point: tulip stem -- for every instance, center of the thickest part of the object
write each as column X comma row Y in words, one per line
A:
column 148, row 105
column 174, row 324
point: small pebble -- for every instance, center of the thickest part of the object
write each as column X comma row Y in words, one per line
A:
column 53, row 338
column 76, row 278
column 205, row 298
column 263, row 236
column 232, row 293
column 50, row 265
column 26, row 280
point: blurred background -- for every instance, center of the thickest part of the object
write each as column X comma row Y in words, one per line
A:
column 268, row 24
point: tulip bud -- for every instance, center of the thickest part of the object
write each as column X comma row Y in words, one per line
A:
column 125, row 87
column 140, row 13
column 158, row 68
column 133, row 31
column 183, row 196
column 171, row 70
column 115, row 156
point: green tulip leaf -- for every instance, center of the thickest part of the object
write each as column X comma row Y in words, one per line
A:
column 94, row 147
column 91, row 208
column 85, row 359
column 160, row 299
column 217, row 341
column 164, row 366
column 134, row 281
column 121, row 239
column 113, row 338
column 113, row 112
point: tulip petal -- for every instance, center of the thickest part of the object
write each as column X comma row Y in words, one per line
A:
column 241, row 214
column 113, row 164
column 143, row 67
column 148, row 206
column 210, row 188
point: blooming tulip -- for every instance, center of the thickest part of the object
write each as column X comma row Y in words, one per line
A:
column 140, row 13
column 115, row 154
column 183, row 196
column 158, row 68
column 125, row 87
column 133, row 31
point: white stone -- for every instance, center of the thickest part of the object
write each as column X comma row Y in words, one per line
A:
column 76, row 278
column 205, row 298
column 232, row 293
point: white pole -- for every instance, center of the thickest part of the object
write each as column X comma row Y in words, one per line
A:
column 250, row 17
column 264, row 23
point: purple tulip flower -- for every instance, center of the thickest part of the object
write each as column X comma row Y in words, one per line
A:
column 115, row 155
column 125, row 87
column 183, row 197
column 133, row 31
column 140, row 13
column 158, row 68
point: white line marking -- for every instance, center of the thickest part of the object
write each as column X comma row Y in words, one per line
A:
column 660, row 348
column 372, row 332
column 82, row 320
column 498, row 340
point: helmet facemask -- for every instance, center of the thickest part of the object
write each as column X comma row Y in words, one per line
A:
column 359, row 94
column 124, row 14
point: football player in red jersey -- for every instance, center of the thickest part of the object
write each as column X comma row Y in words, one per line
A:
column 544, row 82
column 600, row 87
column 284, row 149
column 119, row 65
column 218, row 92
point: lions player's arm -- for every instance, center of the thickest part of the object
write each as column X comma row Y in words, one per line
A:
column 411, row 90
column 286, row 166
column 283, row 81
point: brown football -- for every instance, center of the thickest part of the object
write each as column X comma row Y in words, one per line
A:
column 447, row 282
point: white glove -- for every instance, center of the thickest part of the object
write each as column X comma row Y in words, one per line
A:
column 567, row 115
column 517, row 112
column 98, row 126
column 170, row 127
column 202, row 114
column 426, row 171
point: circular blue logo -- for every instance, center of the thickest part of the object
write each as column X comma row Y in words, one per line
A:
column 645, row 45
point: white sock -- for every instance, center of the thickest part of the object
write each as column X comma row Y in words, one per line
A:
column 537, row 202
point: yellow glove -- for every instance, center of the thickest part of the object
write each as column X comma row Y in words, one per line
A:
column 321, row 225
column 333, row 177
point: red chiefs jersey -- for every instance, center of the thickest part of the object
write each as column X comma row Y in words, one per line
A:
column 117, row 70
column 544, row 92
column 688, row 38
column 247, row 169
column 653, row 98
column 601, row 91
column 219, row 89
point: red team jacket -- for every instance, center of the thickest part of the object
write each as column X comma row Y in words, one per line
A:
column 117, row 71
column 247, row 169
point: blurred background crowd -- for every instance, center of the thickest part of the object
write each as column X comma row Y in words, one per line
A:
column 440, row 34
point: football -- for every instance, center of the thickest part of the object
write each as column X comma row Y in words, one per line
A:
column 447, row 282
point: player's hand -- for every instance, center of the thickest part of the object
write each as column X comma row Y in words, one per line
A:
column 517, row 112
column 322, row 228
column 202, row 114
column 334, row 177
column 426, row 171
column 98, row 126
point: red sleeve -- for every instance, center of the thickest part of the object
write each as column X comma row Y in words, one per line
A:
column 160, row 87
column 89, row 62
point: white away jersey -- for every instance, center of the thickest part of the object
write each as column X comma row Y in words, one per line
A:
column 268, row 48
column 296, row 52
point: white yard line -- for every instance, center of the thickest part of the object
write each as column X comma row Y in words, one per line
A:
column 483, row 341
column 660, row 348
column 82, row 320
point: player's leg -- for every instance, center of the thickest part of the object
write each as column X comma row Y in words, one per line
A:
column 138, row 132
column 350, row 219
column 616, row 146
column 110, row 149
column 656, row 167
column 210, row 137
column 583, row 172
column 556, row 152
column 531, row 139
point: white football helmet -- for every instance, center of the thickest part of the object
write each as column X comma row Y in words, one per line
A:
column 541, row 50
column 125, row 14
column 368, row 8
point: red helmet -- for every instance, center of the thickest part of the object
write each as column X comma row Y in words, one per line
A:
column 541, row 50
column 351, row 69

———

Repeat all the data above, changing every "thickest part" to "widest part" and leaving everything else as it is.

--- Written reply ---
point: tulip stem -- for every instance, center of the widest part of the object
write each as column X comma row Y in words, one per line
A:
column 148, row 105
column 174, row 324
point: small pebble -- for every instance, center of the widest part of the object
write each as column X comma row Y in words, one per line
A:
column 53, row 338
column 76, row 278
column 205, row 298
column 263, row 236
column 232, row 293
column 50, row 265
column 26, row 280
point: blurred background -- for every instance, center of the widest part of the object
write each as column X comma row Y in words, one per line
A:
column 268, row 24
point: tulip bud -- for every instance, center of the widest part of the object
write each as column X comma row Y in words, one per line
A:
column 125, row 87
column 140, row 13
column 158, row 68
column 133, row 31
column 183, row 196
column 171, row 70
column 115, row 156
point: green tulip leaf -- for every instance, center of the widest part of the object
write each as column X comma row Y in words, one per line
A:
column 94, row 147
column 91, row 208
column 85, row 359
column 160, row 299
column 217, row 341
column 164, row 366
column 134, row 281
column 121, row 239
column 113, row 338
column 113, row 112
point: tulip petal -- for every instance, center of the widest part of the object
write each as column X comma row Y in words, one per line
A:
column 241, row 214
column 113, row 164
column 143, row 67
column 148, row 206
column 210, row 188
point: blooming tulip -- for every instance, center of the widest part of the object
write each as column X comma row Y in words, one per line
A:
column 140, row 13
column 115, row 154
column 183, row 196
column 158, row 68
column 125, row 87
column 133, row 31
point: white stone -- for every instance, center of the widest part of the object
write each as column X comma row Y in words, one per line
A:
column 76, row 278
column 205, row 298
column 232, row 293
point: white pole -- for every instance, center of the widest part of the object
write each as column X comma row Y in words, one per line
A:
column 250, row 17
column 264, row 23
point: purple tulip flower -- for every instance, center of the widest part of the object
write each as column X comma row Y in words, one per line
A:
column 115, row 155
column 125, row 87
column 183, row 197
column 133, row 31
column 140, row 13
column 158, row 68
point: white line marking -- for every instance, center of the widest part of the object
write each as column X comma row Y in words, one per line
A:
column 660, row 348
column 372, row 332
column 82, row 320
column 498, row 340
point: helmet facemask -- for every instance, center of the widest part of the object
write each as column X comma row Y in words, one per line
A:
column 359, row 94
column 124, row 14
point: football player in red jersey -- for every instance, center of the widest part of the object
write each as column X comma row Y in words, one per line
A:
column 544, row 82
column 600, row 87
column 284, row 149
column 119, row 65
column 218, row 92
point: lions player's arm -- for every instance, center of the widest part of the object
write each as column X comma row Y in words, one per line
A:
column 411, row 90
column 286, row 166
column 283, row 81
point: brown football -- for every instance, center of the widest part of the object
write each as column X comma row Y in words, one per line
A:
column 447, row 282
point: white glove -- for every instance, center of the widest part of the object
write each as column X comma row Y in words, one per line
A:
column 567, row 115
column 517, row 112
column 98, row 126
column 170, row 127
column 202, row 114
column 426, row 171
point: circular blue logo -- for every instance, center of the widest part of the object
write each as column X comma row Y in words, one per line
A:
column 645, row 45
point: white sock -- for every instance, center of the widest part of the object
write each as column X comma row Y in words, one per line
A:
column 537, row 202
point: yellow glove -- for every instance, center of the widest part of the object
write each as column X comma row Y in words, one per line
A:
column 321, row 225
column 333, row 177
point: red chiefs jersey -- for every instance, center of the widest part of the object
write each as column X comma row Y in words, one per line
A:
column 117, row 70
column 544, row 92
column 688, row 38
column 247, row 169
column 653, row 98
column 601, row 91
column 219, row 89
point: red team jacket -- for every instance, center of the widest part of the object
write each as column X comma row Y in words, one per line
A:
column 117, row 71
column 247, row 169
point: blurred background crowd -- for every instance, center of the widest part of the object
write each as column X comma row Y in words, one per line
A:
column 440, row 34
point: football -- for every instance, center of the widest part of the object
write each as column X comma row Y in words, one per line
A:
column 447, row 282
point: player's hand -- for every instance, center of the widest part of the object
write each as column X comma row Y in words, one per line
A:
column 517, row 112
column 322, row 228
column 202, row 114
column 334, row 177
column 426, row 171
column 98, row 126
point: red sleeve -- for every instance, center of the widest part of the object
write each as column X comma row Y in words, one per line
A:
column 160, row 87
column 89, row 62
point: white away jersey -- for every instance, center of the widest part of the object
write each as column X comma row Y in words, one per line
A:
column 268, row 48
column 296, row 52
point: white yard line -- for every instance, center of the widest part of the object
write each as column X comma row Y in words, one per line
A:
column 483, row 341
column 660, row 348
column 82, row 320
point: player's leg -- for every instance, center of the widest part of the object
write each as column X comma row Y in words, one per line
A:
column 138, row 132
column 350, row 219
column 616, row 146
column 110, row 149
column 656, row 167
column 210, row 137
column 583, row 172
column 556, row 152
column 531, row 139
point: white football helmet -- for every instance, center of the widest part of the object
write each as column X comma row Y in words, one per line
A:
column 541, row 50
column 125, row 14
column 368, row 8
point: red helmet -- for every instance, center of the widest part of the object
write each as column X comma row Y in words, one per line
A:
column 541, row 50
column 351, row 69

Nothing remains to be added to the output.